ACTIVITY
Each line of the listing that contains the word "snow" is to be copied.

┄┄┄┄┄┄

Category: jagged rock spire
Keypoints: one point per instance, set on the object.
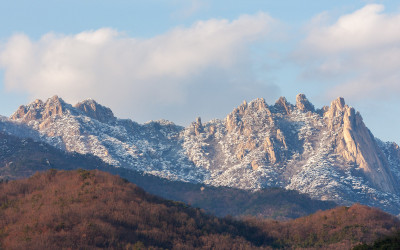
(303, 104)
(94, 110)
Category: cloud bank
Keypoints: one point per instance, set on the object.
(194, 69)
(360, 50)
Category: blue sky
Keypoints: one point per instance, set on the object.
(181, 59)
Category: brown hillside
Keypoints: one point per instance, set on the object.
(338, 228)
(91, 209)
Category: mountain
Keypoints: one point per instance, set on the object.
(327, 153)
(83, 209)
(21, 158)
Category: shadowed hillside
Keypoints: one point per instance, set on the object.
(23, 157)
(93, 209)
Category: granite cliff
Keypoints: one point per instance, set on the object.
(328, 153)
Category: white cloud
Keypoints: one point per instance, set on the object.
(142, 78)
(360, 52)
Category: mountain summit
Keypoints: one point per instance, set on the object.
(327, 153)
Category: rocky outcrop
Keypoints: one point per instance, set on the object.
(303, 104)
(94, 110)
(38, 110)
(327, 153)
(356, 144)
(283, 105)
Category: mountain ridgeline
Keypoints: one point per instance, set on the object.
(83, 209)
(327, 153)
(21, 158)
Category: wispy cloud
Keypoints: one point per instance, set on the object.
(143, 78)
(362, 49)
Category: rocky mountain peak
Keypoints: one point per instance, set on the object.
(94, 110)
(303, 104)
(37, 110)
(329, 153)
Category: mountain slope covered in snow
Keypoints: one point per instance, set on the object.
(327, 153)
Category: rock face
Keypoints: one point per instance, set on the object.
(328, 153)
(96, 111)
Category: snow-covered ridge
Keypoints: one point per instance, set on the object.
(327, 153)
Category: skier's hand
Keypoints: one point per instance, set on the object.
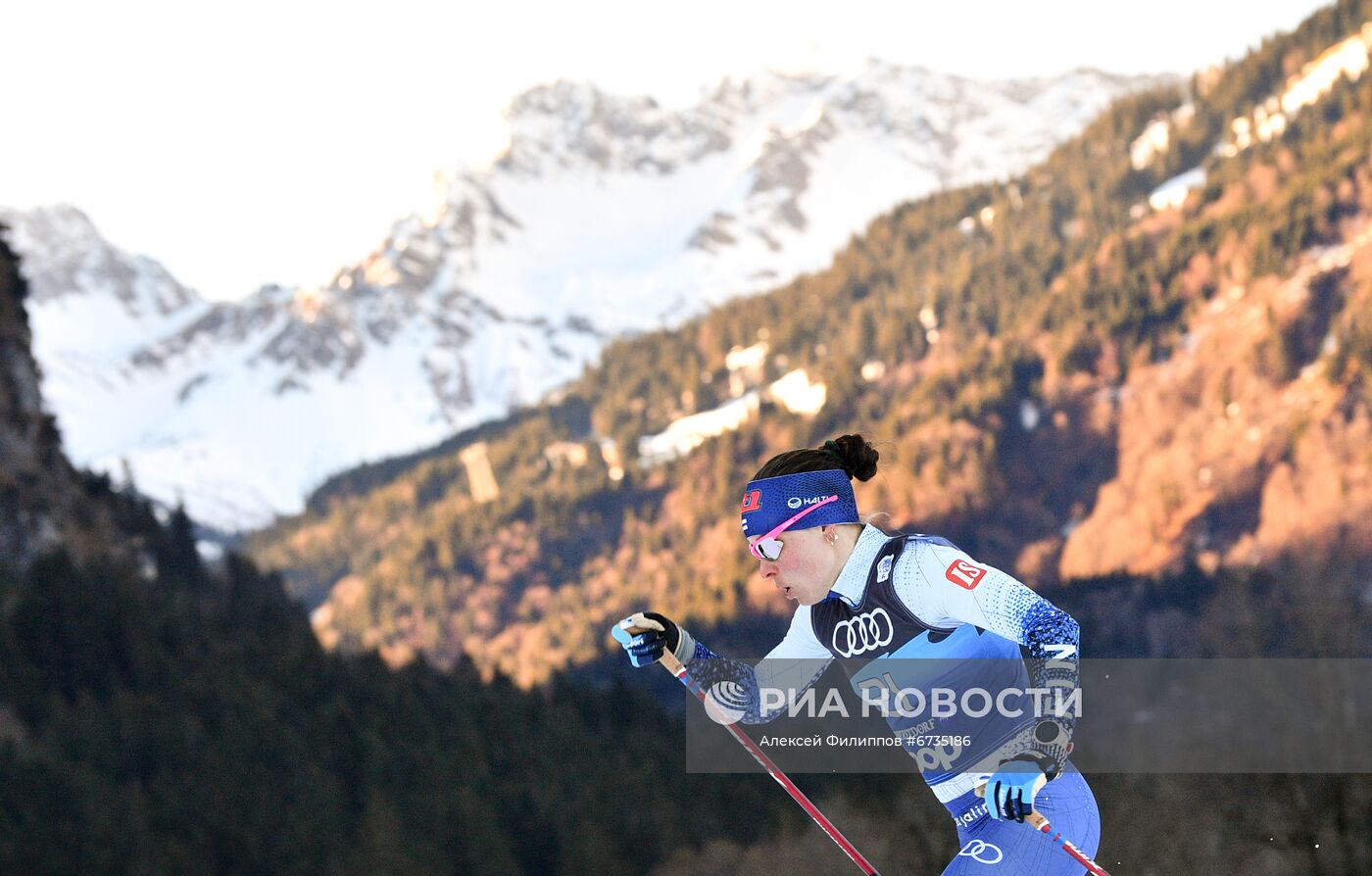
(645, 635)
(1010, 791)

┄┄┄┄┄┄

ANSWER BOX
Category: mountain slope covered in snow
Category: snow-covered ridge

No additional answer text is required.